## [EXERCISE PROMPT]
Rewrite everything from "When COVID-19 hit" down to "in this decline." in the article on COVID-19 and public education, putting "virtual learning" in place of "remote learning".

## [QUOTED PASSAGE]
•••

COVID-19 and the Underlying Political Impact on the Public Education System

Article by Kara Hagler

COVID-19 and the Underlying Political Impact on the Public Education System

When COVID-19 hit the United States in the spring of 2020, many schools switched to remote learning for the remainder of that school year. For the 2020-2021 academic year, public schools had to implement various policies regarding social distancing and masking to be in accordance with the new federal, state, and local laws. Thus, nationwide, schools had different policies related to the mode of instruction: in-person, hybrid, or remote. The 2020-2021 academic year has seen a dramatic decline in public school enrollments. Parents may be removing their children from public school in favor of homeschooling or private schooling. This article seeks to understand whether and to what extent the mode of instruction influenced this observed decline in public school enrollment and also considers politics’ role in this decline. 

To investigate this question, I’ve gathered data from seven states on county-level public school enrollment: Arizona, Arkansas, California, Florida, Georgia, Virginia and West Virginia. In the data, I focus on the Kindergarten class, since this grade’s enrollment and pre-kindergarten has seen the most dramatic changes. The data were gathered from the state’s department of education websites or other state websites, and include the total number of Kindergarten students in a given county from the academic years starting 2017 to 2021. Figure 1 displays the average annual growth rates for the Kindergarten class in each state.

•••

(Natural-language region descriptions)
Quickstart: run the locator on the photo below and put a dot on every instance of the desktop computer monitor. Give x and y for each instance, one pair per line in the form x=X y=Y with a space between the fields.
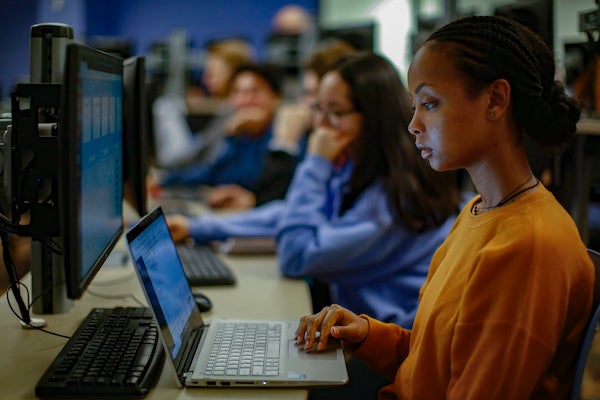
x=135 y=133
x=91 y=169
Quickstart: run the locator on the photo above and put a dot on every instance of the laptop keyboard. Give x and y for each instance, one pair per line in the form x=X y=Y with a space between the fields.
x=203 y=267
x=246 y=349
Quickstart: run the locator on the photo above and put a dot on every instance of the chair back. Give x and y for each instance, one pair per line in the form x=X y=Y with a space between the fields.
x=590 y=331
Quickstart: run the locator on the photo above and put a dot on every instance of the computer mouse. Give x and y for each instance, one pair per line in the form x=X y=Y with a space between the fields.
x=203 y=302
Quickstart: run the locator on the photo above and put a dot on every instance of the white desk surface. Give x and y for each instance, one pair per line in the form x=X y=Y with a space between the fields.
x=260 y=293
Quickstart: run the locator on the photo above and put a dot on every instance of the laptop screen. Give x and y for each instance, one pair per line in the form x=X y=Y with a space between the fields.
x=167 y=288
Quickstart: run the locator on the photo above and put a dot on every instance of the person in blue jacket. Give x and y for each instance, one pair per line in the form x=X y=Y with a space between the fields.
x=364 y=213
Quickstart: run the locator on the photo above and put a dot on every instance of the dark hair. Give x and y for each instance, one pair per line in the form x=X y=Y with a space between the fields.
x=272 y=74
x=421 y=197
x=486 y=48
x=326 y=54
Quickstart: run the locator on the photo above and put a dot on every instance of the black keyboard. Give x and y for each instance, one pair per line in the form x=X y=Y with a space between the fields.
x=203 y=267
x=115 y=352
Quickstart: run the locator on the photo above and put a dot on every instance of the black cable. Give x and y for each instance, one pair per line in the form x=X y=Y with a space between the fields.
x=28 y=323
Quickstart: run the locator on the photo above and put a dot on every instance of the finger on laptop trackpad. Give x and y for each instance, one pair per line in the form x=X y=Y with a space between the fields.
x=297 y=351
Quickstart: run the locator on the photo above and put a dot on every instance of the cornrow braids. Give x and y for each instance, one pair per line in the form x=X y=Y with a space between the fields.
x=486 y=48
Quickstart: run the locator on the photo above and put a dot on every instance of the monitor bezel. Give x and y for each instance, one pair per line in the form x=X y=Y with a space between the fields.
x=70 y=173
x=135 y=133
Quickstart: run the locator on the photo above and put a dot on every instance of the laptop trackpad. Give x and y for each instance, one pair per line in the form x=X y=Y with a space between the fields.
x=297 y=351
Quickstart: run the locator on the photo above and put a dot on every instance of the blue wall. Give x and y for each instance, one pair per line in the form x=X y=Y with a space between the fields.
x=141 y=21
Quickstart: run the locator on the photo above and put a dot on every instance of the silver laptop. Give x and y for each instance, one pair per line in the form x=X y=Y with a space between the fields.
x=217 y=354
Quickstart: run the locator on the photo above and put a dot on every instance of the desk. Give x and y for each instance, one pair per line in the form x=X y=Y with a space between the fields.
x=260 y=293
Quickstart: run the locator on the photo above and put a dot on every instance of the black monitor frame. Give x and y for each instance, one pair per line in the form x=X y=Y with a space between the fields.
x=135 y=133
x=72 y=209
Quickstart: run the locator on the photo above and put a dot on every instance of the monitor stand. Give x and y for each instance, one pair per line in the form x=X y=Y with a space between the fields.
x=48 y=282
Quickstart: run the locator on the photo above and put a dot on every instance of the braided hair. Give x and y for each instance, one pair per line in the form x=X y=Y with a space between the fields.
x=486 y=48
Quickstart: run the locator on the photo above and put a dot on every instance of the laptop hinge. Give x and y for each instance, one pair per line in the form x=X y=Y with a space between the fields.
x=188 y=353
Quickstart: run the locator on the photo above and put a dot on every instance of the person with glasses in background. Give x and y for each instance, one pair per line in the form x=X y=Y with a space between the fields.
x=364 y=213
x=287 y=147
x=509 y=293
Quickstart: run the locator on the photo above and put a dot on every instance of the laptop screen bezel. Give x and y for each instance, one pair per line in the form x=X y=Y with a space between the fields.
x=194 y=322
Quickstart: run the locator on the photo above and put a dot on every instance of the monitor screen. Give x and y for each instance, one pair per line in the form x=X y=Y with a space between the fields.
x=91 y=174
x=135 y=133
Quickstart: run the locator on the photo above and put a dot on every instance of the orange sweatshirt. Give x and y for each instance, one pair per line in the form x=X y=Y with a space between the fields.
x=502 y=311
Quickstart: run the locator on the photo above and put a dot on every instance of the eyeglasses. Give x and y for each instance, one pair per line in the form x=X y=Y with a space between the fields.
x=333 y=116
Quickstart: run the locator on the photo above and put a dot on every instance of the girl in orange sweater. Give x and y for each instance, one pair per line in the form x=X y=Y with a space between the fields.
x=508 y=294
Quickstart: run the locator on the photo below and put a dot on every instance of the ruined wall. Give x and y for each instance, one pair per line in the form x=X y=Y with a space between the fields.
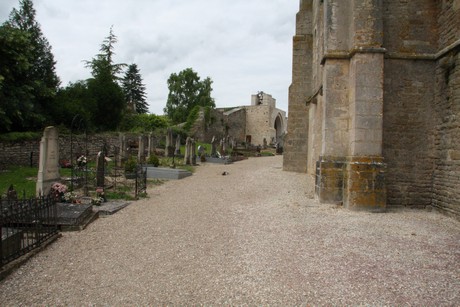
x=446 y=115
x=410 y=37
x=296 y=140
x=236 y=121
x=258 y=123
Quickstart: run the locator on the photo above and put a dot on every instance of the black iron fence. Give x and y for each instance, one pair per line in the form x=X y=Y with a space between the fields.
x=25 y=225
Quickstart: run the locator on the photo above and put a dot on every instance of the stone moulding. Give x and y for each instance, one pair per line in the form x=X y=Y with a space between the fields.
x=166 y=173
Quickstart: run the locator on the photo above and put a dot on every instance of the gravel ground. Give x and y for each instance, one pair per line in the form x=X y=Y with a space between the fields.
x=252 y=237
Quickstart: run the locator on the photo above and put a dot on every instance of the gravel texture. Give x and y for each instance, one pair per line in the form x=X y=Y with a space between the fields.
x=252 y=237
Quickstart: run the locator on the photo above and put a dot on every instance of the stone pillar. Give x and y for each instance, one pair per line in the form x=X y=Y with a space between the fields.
x=177 y=150
x=122 y=153
x=150 y=149
x=188 y=151
x=100 y=169
x=193 y=152
x=48 y=167
x=296 y=141
x=169 y=148
x=141 y=150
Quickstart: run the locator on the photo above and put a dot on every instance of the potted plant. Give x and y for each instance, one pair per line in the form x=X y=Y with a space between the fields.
x=130 y=168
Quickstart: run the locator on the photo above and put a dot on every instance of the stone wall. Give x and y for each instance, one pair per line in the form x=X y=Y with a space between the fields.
x=445 y=117
x=382 y=83
x=296 y=140
x=26 y=153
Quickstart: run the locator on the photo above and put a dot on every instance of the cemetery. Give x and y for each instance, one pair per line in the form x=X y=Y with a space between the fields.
x=79 y=180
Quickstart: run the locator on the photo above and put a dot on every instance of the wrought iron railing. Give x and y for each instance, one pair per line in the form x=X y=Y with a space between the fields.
x=25 y=225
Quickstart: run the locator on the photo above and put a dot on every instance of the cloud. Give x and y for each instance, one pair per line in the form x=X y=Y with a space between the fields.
x=244 y=46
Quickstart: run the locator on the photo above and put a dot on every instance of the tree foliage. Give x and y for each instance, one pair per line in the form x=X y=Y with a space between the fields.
x=104 y=88
x=186 y=91
x=134 y=90
x=28 y=79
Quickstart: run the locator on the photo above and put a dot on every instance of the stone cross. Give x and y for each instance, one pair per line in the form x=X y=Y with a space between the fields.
x=48 y=167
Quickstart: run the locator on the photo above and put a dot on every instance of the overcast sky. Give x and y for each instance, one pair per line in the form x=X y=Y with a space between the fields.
x=244 y=46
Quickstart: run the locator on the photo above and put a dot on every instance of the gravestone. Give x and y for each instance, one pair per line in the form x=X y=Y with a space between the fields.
x=177 y=151
x=214 y=147
x=100 y=169
x=169 y=150
x=122 y=153
x=141 y=150
x=48 y=167
x=188 y=150
x=193 y=152
x=150 y=145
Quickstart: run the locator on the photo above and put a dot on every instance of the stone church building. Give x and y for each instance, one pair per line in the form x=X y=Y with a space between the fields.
x=244 y=124
x=374 y=104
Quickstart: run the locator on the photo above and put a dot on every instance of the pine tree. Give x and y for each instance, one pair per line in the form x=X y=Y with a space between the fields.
x=134 y=90
x=41 y=72
x=104 y=87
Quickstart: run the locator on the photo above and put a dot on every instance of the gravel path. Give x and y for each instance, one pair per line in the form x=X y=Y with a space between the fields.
x=252 y=237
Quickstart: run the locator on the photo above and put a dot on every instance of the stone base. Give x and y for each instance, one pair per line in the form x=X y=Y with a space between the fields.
x=74 y=217
x=329 y=179
x=166 y=173
x=364 y=184
x=357 y=182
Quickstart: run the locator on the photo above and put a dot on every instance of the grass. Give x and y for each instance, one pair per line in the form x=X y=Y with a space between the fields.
x=22 y=178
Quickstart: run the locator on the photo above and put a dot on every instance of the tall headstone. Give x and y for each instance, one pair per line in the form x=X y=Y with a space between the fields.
x=48 y=167
x=177 y=151
x=150 y=145
x=169 y=150
x=188 y=150
x=193 y=152
x=100 y=169
x=141 y=151
x=122 y=153
x=214 y=147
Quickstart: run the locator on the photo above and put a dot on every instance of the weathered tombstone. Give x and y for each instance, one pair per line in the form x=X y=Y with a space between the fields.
x=141 y=151
x=188 y=150
x=150 y=145
x=122 y=153
x=169 y=150
x=177 y=151
x=213 y=147
x=100 y=169
x=224 y=147
x=193 y=152
x=48 y=167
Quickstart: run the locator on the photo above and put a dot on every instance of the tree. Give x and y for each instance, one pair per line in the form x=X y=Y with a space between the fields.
x=186 y=91
x=16 y=95
x=40 y=74
x=134 y=90
x=103 y=87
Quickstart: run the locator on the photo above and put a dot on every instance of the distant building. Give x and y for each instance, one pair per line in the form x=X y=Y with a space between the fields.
x=249 y=124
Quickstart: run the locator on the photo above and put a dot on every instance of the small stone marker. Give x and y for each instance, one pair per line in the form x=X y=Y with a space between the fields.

•••

## [ANSWER SPACE]
When COVID-19 hit the United States in the spring of 2020, many schools switched to virtual learning for the remainder of that school year. For the 2020-2021 academic year, public schools had to implement various policies regarding social distancing and masking to be in accordance with the new federal, state, and local laws. Thus, nationwide, schools had different policies related to the mode of instruction: in-person, hybrid, or remote. The 2020-2021 academic year has seen a dramatic decline in public school enrollments. Parents may be removing their children from public school in favor of homeschooling or private schooling. This article seeks to understand whether and to what extent the mode of instruction influenced this observed decline in public school enrollment and also considers politics’ role in this decline.